● **SET TASKS**
a - In the records, change "license plate" to "registration plate" and reproduce the lines from the line containing "find | jersey with maroon lettering" through the line containing "column 599, row 307", leaving everything else untouched.
b - Continue the forum thread on idempotency keys for exactly-once processing from its final comment.

● **PAGE EXCERPT**

[HN Gopher] Idempotency Keys for Exactly-Once Processing
       ___________________________________________________________________
        
       Idempotency Keys for Exactly-Once Processing
        
       Author : defly
       Score  : 53 points
       Date   : 2025-12-01 12:07 UTC (4 days ago)
        
 (HTM) web link (www.morling.dev)
 (TXT) w3m dump (www.morling.dev)
        
       | hinkley wrote:
       | Failure resistant systems end up having a bespoke implementation
       | of a project management workflow built into them and then
       | treating each task like a project to be managed from start to
       | finish, with milestones along the way.
        
         | doctorpangloss wrote:
         | another POV is that solutions that require no long term
         | "durable workflow" style storage provide exponentially more
         | value. if you are making something that requires durable
         | workflows, you ought to spend a little bit of time in product
         | development so that it does _not_ require durable workflows,
         | instead of a ton of time making something that isn 't very
         | useful durable.
         | 
         | for example, you can conceive of a software vendor that does
         | the end-to-end of a real estate transaction: escrow, banking,
         | signature, etc. The IT required to support the model of such a
         | thing would be staggering. Does it make sense to do that kind
         | of product development? That is inventing all of SAP, on top of
         | solving your actual problem. Or making the mistake of adopting
         | temporal, trigger, etc., who think they have a smaller problem
         | than making all of SAP and spend considerable resources
         | convincing you that they do.
         | 
         | The status quo is that everyone focuses on their little part to
         | do it as quickly as possible. The need for durable workflows is
         | BAD. You should look at that problem as, make buying and
         | selling homes much faster and simpler, or even change the order
         | of things so that less durability is required; not re-enact the
         | status quo as an IT driven workflow.
        
           | whattheheckheck wrote:
           | Interesting thought but how do you sell an idea that sounds
           | like...
           | 
           | "How we've been doing things is wrong and I am going to
           | redesign it in a way that no one else knows about so I don't
           | have to implement the thing that's asked of me"
        
             | doctorpangloss wrote:
             | Haha, another way of describing what you are saying is
             | enterprise sales: "give people exactly what they ask for,
             | not what makes the most sense."

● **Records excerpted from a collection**
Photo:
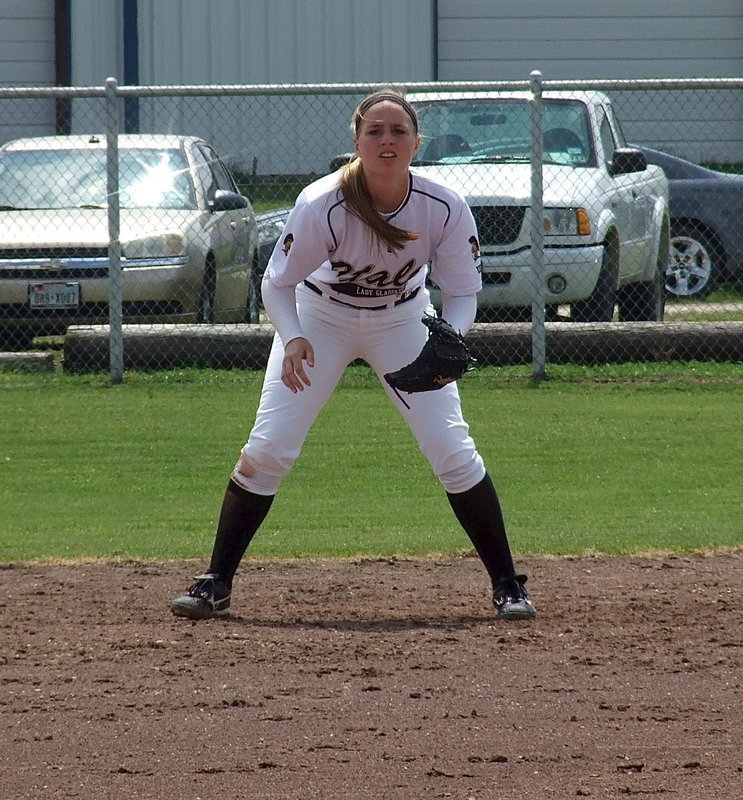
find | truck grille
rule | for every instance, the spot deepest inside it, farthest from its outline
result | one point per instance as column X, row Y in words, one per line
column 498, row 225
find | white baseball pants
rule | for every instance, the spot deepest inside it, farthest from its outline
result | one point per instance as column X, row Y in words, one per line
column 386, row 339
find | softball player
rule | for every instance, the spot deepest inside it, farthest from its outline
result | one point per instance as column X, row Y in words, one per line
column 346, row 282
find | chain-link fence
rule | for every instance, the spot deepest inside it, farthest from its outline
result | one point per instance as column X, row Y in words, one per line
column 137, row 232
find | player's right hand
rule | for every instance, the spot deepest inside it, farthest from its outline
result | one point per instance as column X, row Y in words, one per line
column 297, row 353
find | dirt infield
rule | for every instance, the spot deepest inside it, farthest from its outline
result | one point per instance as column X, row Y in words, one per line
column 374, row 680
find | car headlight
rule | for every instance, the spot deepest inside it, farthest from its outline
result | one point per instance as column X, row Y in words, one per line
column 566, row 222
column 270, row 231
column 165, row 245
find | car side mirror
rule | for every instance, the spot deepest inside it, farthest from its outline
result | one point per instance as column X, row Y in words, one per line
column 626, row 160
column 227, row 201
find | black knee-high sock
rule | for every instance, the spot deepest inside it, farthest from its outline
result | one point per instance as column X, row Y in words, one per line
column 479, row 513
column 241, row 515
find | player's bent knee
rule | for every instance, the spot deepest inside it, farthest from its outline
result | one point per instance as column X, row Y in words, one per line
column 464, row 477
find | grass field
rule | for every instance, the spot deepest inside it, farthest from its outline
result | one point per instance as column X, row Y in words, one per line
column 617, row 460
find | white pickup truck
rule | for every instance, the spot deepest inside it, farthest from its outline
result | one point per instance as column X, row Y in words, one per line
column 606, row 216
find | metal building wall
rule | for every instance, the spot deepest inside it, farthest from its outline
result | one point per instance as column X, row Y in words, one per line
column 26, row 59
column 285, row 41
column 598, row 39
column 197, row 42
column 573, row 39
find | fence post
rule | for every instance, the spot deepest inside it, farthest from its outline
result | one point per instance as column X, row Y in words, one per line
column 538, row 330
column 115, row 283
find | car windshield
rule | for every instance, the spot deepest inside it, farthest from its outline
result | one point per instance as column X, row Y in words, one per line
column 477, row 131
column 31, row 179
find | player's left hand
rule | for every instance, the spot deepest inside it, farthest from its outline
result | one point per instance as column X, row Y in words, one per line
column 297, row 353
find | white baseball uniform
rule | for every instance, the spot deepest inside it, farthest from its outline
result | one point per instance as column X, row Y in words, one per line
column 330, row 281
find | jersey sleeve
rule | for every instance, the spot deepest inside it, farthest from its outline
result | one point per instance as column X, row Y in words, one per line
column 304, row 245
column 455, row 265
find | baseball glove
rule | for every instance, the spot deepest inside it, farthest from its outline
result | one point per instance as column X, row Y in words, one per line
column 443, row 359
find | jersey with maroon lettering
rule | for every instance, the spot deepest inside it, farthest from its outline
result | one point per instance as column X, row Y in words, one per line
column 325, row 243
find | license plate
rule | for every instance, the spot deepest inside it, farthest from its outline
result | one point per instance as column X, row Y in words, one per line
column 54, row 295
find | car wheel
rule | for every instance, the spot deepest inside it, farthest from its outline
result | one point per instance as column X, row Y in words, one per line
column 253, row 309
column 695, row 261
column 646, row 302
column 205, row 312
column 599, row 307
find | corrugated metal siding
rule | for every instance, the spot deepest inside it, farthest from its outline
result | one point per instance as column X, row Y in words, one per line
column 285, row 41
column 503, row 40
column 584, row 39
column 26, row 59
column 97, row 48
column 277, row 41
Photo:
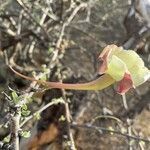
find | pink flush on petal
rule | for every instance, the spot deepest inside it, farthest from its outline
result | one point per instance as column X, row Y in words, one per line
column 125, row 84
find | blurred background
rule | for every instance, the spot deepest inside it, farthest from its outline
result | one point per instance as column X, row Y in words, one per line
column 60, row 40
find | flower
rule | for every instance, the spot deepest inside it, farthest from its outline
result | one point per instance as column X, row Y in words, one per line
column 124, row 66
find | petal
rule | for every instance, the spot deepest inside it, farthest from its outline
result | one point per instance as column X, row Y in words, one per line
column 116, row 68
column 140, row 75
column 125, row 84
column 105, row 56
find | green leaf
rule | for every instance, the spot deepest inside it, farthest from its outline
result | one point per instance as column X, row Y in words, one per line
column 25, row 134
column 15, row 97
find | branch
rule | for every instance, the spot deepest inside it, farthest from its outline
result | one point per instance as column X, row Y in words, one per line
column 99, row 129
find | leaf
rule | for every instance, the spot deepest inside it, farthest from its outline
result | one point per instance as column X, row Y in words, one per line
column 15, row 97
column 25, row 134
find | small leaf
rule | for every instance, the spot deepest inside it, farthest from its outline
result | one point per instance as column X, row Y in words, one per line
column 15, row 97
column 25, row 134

● **ANSWERS BELOW**
a -
find | jersey with maroon lettering
rule | for every instance, the spot deepest inside it, farthest from its outline
result | one point per instance as column X, row Y in words, one per line
column 325, row 243
find | registration plate
rule | for every instance, the spot deepest inside it, farthest from its outline
result | one point per instance as column X, row Y in words, one per line
column 54, row 295
find | car wheel
rule | for every instance, the spot deepest inside it, farthest from its outline
result | one point per instance as column X, row Y in words, one per line
column 253, row 309
column 695, row 261
column 646, row 302
column 205, row 312
column 599, row 307

b -
             | 
             | Businesses that require enterprise sales are probably the
             | worst performing category of seed investing. They encompass
             | all of Ed tech and health tech, which are the two worst
             | industry verticals for VC; and Y Combinator has to focus on
             | an index of B2B services for other programmers because
             | without that constraint, nearly every "do what you are
             | asked for" would fail. Most of the IT projects business do
             | internally fail!
             | 
             | In fact I think the idea you are selling is even harder, it
             | is much harder to do B2B enterprise sales than knowing if
             | the thing you are making makes sense and is good.
        
           | majormajor wrote:
           | Chesterton's Fence, no?
           | 
           | Why are real-estate transactions complex and full of
           | paperwork? Because there are history books filled with fraud.
           | There are other types of large transactions that also involve
           | a lot of paperwork too, for the same reason.
           | 
           | Why does a company have extensive internal tracing of the
           | progress of their business processes, and those of their
           | customers? Same reason, usually. People want accountability
           | and they want to discourage embezzlement and such things.
        
           | leoqa wrote:
           | Durable workflows are just distributed state machines. The
           | complexity is there because guaranteeing a machine will
           | always be available is _impossible_.
        
       | ekjhgkejhgk wrote:
       | Here's what I don't understand about distributed systems: TCP
       | works amazing, so why not use the same ideas? Every message
       | increments a counter, so the receiver can tell the ordering and
       | whether some message is missing. Why is this complicated?
        
         | exitb wrote:
         | It needs a single consumer to be that simple.
        
           | mkarrmann wrote:
           | And a single producer! i.e. it breaks down if you add support
           | for fault tolerance
        
         | Etheryte wrote:
         | TCP is a one to one relation, distributed systems are many to
         | many.
        
           | ekjhgkejhgk wrote:
           | You mean like UDP which also works amazing?
        
             | podgietaru wrote:
             | UDP doesn't guarantee exactly once processing.
        
         | ewidar wrote:
         | Not trying to be snarly, but you should read the article and
         | come back to discuss. This specific point is adressdd.
        
           | ekjhgkejhgk wrote:
           | Can't be bothered, I don't think it's that interesting.
           | 
           | TCP exists and it's amazing.
           | 
           | Multiple cores within a CPU also communicate perfectly.
           | 
           | So this is a solved problem. My suspicion is that the people
           | who write articles on "distributed systems" aren't aware of
           | what already exists.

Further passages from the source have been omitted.